Given request
Reproduce the entries word for word, beginning at the line that contains "like x=301, y=64." and ending after the line that contains "x=164, y=80".

Dataset records
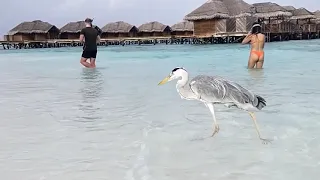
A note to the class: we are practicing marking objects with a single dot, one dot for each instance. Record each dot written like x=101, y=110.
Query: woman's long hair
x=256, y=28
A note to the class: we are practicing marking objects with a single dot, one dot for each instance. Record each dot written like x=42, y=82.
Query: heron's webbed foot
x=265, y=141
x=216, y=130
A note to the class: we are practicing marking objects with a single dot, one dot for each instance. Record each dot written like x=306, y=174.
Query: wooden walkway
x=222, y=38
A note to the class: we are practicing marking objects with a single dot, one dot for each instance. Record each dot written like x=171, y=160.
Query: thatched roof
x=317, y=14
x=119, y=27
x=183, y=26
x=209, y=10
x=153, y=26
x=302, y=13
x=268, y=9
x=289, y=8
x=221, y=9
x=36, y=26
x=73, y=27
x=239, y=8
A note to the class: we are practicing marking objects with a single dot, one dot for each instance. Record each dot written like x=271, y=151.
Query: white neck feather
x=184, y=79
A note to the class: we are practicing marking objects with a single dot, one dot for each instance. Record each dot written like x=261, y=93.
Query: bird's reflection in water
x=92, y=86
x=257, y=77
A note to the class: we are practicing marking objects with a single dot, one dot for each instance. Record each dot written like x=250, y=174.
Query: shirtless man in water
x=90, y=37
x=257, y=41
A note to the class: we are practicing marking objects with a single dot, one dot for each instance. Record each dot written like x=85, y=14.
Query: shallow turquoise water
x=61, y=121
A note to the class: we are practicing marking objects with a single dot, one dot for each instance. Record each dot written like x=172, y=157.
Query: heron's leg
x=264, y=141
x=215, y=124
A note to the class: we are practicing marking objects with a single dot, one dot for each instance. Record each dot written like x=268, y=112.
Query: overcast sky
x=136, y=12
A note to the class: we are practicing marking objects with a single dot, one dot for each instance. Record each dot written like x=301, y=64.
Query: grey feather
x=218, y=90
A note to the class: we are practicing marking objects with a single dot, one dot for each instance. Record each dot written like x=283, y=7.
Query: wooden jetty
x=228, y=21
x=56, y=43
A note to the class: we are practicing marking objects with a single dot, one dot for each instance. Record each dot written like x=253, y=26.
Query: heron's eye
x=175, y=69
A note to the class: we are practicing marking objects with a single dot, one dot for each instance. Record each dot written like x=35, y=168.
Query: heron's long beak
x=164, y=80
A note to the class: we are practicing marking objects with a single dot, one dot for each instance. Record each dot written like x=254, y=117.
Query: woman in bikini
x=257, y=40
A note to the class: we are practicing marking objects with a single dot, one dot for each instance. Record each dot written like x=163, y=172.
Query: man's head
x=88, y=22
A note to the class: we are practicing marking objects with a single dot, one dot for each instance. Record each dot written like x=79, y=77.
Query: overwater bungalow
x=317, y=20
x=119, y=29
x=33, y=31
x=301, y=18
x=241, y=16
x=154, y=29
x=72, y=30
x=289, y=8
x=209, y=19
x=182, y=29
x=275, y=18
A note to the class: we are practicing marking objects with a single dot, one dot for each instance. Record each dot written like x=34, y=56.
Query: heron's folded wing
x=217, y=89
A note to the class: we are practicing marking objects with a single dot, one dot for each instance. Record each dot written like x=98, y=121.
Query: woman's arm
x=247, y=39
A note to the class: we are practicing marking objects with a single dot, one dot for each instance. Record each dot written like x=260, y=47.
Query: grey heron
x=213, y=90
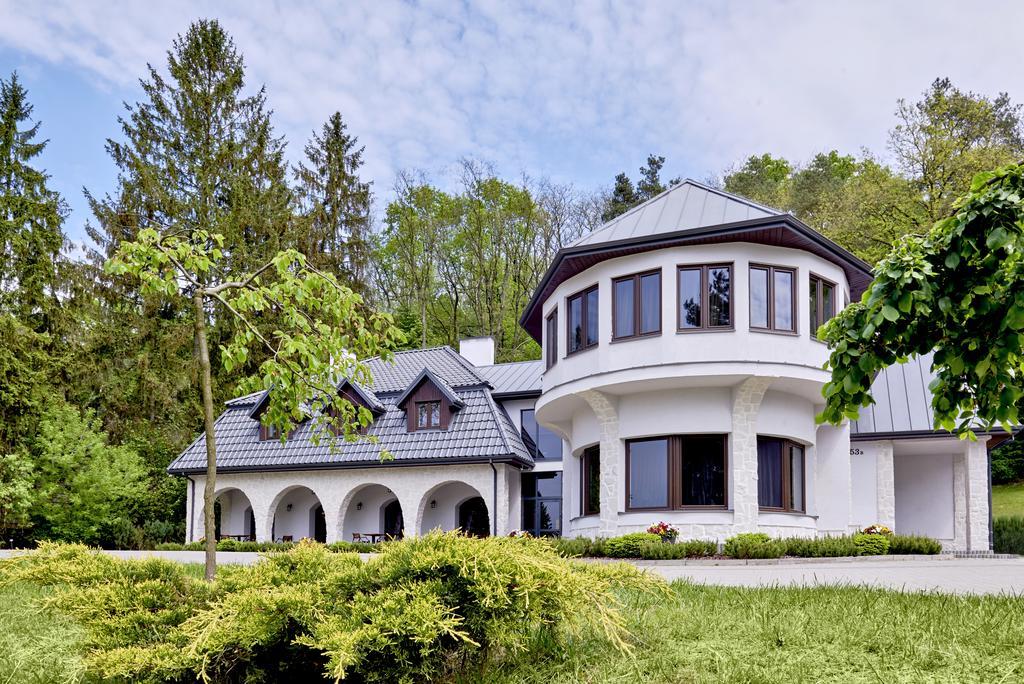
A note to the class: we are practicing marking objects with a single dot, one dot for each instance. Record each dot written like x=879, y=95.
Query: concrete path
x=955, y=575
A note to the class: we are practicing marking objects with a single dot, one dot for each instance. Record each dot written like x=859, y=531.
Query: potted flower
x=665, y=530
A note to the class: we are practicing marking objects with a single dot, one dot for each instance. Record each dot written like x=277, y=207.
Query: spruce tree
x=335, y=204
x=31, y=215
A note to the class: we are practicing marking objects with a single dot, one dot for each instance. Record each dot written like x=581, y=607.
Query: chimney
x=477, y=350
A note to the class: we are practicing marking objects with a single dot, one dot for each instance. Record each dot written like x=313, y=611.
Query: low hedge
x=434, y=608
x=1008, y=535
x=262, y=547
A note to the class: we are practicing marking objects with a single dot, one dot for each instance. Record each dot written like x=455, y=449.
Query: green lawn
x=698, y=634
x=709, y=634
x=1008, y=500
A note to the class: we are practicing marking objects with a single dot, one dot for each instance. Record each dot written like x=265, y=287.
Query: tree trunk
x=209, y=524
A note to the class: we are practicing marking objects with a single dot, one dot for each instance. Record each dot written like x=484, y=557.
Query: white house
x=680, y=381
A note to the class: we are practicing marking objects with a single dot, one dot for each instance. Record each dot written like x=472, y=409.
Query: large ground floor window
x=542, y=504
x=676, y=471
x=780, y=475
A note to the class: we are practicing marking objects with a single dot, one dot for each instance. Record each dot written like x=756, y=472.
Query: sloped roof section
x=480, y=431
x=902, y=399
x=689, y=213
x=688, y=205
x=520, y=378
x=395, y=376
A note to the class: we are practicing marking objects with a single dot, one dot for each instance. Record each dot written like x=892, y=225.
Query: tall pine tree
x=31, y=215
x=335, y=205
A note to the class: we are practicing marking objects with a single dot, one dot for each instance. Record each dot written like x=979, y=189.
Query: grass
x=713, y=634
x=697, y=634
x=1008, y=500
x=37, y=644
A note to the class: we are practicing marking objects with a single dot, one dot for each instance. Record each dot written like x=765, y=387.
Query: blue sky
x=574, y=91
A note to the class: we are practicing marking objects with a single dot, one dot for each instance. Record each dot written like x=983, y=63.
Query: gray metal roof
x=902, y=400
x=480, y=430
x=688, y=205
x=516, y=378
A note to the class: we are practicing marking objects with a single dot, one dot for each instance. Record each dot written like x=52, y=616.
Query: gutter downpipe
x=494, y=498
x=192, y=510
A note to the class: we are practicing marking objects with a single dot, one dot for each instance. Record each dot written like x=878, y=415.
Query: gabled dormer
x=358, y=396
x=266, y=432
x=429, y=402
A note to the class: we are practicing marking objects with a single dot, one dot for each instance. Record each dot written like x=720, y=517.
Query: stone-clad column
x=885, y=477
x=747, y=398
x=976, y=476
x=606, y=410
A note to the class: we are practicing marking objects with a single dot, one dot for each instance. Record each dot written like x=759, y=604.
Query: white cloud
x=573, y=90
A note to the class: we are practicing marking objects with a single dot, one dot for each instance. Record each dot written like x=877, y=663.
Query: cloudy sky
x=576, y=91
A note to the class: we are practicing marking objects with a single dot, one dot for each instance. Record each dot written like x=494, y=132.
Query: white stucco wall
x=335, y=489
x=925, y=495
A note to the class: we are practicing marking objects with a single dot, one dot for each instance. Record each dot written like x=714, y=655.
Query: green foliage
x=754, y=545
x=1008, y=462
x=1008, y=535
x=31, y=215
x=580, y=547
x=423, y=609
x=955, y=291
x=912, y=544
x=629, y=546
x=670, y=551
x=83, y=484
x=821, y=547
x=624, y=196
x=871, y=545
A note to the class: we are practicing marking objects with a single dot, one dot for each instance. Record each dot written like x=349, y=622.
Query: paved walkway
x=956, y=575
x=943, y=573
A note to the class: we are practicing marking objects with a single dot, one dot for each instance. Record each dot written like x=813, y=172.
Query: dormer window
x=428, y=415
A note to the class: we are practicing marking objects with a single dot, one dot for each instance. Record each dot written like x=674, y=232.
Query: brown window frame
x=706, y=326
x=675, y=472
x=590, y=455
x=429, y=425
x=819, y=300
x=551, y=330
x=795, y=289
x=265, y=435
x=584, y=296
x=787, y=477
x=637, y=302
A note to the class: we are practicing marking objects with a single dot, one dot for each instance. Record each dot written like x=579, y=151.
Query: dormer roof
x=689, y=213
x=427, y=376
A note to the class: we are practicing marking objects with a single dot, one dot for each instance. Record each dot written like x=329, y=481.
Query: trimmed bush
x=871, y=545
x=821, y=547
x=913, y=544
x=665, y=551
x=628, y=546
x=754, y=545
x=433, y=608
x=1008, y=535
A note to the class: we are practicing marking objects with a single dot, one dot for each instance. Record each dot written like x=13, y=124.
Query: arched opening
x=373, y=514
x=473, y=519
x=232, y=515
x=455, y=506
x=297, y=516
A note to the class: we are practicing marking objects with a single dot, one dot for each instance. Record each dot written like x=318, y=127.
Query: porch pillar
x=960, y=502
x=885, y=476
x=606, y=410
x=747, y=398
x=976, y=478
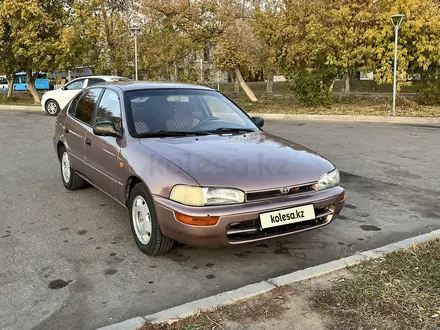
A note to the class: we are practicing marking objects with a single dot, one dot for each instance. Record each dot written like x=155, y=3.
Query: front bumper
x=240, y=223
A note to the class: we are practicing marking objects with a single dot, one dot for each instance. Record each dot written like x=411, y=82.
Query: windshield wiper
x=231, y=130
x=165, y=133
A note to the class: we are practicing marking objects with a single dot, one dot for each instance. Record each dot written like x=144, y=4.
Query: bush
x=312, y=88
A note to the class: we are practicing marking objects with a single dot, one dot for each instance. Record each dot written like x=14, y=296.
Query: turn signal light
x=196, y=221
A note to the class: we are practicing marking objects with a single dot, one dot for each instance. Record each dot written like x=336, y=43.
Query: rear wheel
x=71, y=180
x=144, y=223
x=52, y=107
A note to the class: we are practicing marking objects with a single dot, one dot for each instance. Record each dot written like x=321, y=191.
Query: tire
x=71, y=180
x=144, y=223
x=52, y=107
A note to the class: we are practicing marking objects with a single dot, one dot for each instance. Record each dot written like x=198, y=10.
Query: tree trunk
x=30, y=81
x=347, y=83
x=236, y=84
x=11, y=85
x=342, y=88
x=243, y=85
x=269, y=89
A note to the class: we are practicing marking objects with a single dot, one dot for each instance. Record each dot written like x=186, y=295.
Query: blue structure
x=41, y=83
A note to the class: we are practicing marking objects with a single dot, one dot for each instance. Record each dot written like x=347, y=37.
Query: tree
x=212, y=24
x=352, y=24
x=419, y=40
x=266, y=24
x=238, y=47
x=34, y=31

Full output
A note to the class: we are practicing marking objects with a single dot, one dot for each instance. Record each dot written like x=301, y=64.
Query: grey feather
x=218, y=90
A note to the class: we are practicing marking objects with a single dot, one dot for each instance. Record each dot written like x=283, y=7.
Query: wooden jetty
x=228, y=21
x=56, y=43
A note to the class: we are practicing marking objects with a single dot, one dot for each instance. Record each dot written like x=253, y=26.
Query: heron's eye
x=175, y=69
A note to the class: we are practicing marking objects with a single dot, one dot for each instance. Record each dot written like x=35, y=168.
Query: heron's long beak
x=164, y=80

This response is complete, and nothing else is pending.